_SELECTED EXTRACT_
■ ■ ■ ■ ■ ■ ■

Volatility is seldom described as a friend of business owners, but for recycling company owners it is a constant companion.
Operating in a supply and demand environment with volatile pricing, recyclers who invest in a multi-million dollar shredding system are to some extent making a statement that they can cope with the volatility.
In addition to that, however, shredder operators also can take steps to equip their systems to be adjustable in the way they sort and separate materials to attain a wide variety of grades, specifications and chemistries.
WIDE VARIETY
When it comes to investing in downstream sorting systems in particular, equipment manufacturers and vendors have aggressively called on scrap recyclers throughout this decade to let them know that they have new and improved equipment to offer.
The activity has been fueled not only by equipment companies with technological breakthroughs to bring to market, but also by recyclers who through most of this decade have shown a willingness to invest in their downstream systems.
A healthy percentage of metal shredding plants are operating at a level of sorting and separating sophistication that was perhaps not even conceivable at the start of this decade.
Auto shredding plants have moved well beyond their historic roots of efficiently harvesting and processing iron and steel scrap from the mixed batch of materials that comprise end-of-life vehicles.
Capturing the ferrous scrap remains vital, but the plants themselves, and especially the downstream systems, have been a major cause of capital investment because of the nonferrous metals content in the feedstock.
WIRED IN TO A NEW MARKET |
Recycling markets for scrap wire and cable are wellestablished, but auto shredder operators may be poised to play a larger role in this scrap segment. Sensing and sorting equipment being offered by manufacturers, such as the PolyFinder available in the United States through Wendt Corp., Tonawanda, N.Y., is designed to help identify and separate the small pieces of insulated copper wire (ICW) that can emanate from a shredding plant. Bill Close of Wendt Corp. says that some 80 percent of the ICW that is fed into an auto shredder emerges in pieces in the ¾-inch to 2-inch size range. These smaller pieces are not the focus at hand sorting stations, where larger pieces are typically harvested. Thus, an automated solution may prove profitable for shredder operators not currently separating this material. Adam Weitsman of Upstate Shredding, Owego, N.Y., is convinced that using automation to address this portion of his shredded scrap stream will prove to be a winner. “Our calculations show our shredding plant is generating $60,000 to $80,000 per day in insulated wire,” he comments. That material may be most profitable for Upstate if it can be processed into clean copper chops, which is why Upstate Shredding also has ordered wire chopping equipment to be installed in 2010. Weitsman notes that the equipment will not be dedicated to its post-shredder ICW alone, but that it will also be processing the wire and cable scrap the company buys as part of its overall scrap recycling operations. |
Scrap recyclers can opt to invest in newer and more effective magnets to pull out ferrous scrap, as well as increasingly sophisticated eddy currents and sensing and sorting machines that can help them produce marketable grades of red metals, aluminum scrap and stainless steel.

■ ■ ■ ■ ■ ■ ■

_RECORD LIST_
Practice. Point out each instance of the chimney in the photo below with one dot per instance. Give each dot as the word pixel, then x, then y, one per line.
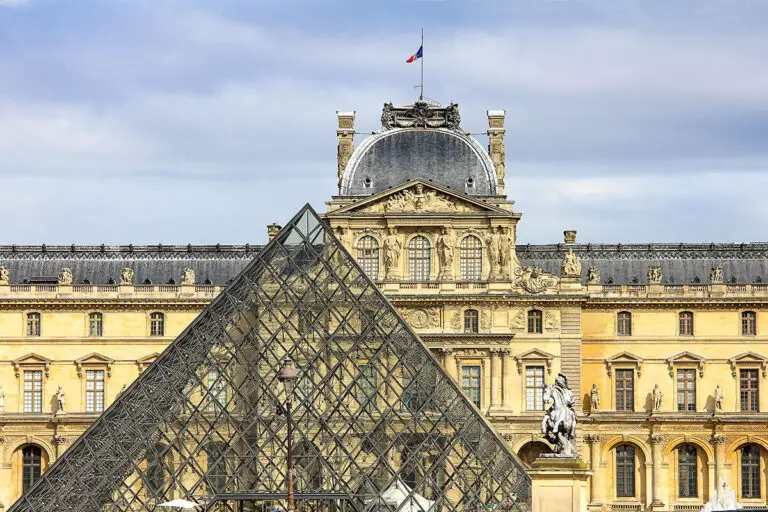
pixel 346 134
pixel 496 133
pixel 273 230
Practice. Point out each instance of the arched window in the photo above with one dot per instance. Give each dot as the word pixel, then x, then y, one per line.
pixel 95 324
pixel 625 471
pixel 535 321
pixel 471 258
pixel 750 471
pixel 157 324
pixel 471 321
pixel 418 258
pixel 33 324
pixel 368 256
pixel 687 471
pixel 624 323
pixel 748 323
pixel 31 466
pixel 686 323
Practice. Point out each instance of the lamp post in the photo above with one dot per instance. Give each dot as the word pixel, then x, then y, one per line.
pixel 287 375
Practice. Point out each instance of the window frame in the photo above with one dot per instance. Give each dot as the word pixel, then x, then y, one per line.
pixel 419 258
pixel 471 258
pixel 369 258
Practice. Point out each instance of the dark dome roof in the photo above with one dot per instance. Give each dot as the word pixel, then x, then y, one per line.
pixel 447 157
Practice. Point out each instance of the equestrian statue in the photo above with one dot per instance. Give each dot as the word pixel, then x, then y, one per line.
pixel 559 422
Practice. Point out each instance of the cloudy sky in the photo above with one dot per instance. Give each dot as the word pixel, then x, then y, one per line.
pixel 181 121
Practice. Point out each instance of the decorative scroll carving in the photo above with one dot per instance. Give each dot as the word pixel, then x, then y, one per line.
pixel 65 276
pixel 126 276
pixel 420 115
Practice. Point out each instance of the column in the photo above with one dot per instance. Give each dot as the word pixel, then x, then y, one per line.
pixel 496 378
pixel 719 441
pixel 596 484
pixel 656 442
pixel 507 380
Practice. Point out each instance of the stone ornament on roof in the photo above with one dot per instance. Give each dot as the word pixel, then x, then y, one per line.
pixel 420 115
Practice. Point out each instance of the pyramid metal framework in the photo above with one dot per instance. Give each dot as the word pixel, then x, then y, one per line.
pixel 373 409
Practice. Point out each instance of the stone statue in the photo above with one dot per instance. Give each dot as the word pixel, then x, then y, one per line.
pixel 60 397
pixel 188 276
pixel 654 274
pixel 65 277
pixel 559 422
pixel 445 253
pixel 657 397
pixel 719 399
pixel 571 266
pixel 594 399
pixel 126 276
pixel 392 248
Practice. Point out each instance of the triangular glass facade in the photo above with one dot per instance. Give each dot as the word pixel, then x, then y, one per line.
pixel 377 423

■ ■ ■ ■ ■ ■ ■

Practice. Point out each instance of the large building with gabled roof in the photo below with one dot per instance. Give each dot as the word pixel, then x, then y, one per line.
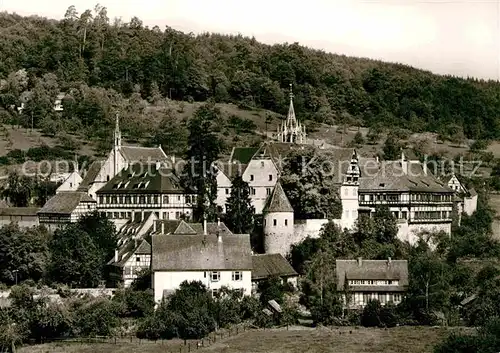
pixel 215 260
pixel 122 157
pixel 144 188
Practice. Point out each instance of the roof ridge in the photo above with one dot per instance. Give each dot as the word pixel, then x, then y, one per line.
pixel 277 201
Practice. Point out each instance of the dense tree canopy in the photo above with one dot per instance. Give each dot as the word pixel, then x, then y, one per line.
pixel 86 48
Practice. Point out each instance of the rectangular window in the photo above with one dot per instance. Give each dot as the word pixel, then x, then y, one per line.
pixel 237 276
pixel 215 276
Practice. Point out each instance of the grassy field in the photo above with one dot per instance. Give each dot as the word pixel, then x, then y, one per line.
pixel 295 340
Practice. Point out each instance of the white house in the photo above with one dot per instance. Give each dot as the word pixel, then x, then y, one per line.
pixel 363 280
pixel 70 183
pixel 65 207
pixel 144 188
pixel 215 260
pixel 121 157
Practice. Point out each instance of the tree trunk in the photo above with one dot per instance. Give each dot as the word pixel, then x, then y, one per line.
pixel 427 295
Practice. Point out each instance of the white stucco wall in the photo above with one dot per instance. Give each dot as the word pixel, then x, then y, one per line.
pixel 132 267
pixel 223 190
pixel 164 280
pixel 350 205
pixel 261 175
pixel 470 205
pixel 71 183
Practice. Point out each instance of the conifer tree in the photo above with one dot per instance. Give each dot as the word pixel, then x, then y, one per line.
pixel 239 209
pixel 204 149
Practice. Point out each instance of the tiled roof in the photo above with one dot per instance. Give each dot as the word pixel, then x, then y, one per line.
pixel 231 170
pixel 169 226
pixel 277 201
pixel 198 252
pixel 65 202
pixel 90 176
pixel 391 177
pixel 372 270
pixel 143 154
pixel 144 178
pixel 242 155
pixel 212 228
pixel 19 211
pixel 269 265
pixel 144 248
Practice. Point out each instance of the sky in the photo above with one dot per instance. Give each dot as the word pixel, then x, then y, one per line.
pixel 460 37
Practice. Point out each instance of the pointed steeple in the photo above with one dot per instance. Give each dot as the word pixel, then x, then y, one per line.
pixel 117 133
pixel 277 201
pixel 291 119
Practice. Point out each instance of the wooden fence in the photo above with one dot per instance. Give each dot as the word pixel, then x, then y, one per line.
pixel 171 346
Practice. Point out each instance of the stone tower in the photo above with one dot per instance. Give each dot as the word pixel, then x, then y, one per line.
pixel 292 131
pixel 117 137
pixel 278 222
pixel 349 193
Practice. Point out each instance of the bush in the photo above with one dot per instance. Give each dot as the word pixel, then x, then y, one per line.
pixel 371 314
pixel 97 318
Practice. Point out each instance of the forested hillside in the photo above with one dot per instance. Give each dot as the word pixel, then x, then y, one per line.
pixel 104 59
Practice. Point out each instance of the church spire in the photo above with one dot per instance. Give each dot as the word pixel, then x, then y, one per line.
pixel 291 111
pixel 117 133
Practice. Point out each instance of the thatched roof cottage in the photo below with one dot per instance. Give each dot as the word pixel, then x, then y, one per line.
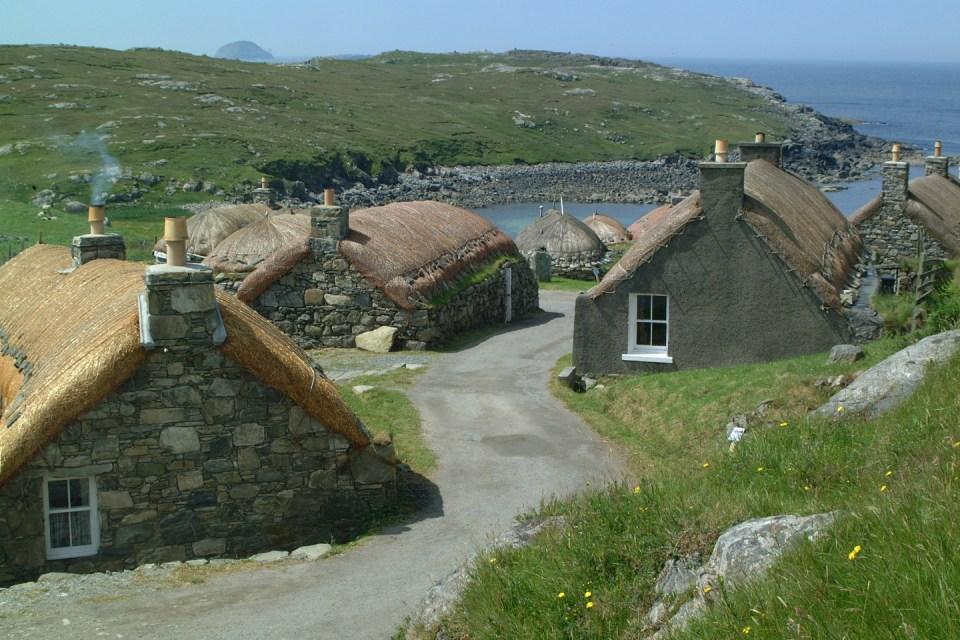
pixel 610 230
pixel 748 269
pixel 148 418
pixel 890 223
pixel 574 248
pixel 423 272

■ ■ ■ ■ ■ ■ ■

_WHAT TO DO_
What size range does the shredder sorting article give for about 80 percent of the insulated copper wire that comes out of an auto shredder? Answer using only the shredder sorting article.

_TASK RESULT_
The ¾-inch to 2-inch size range.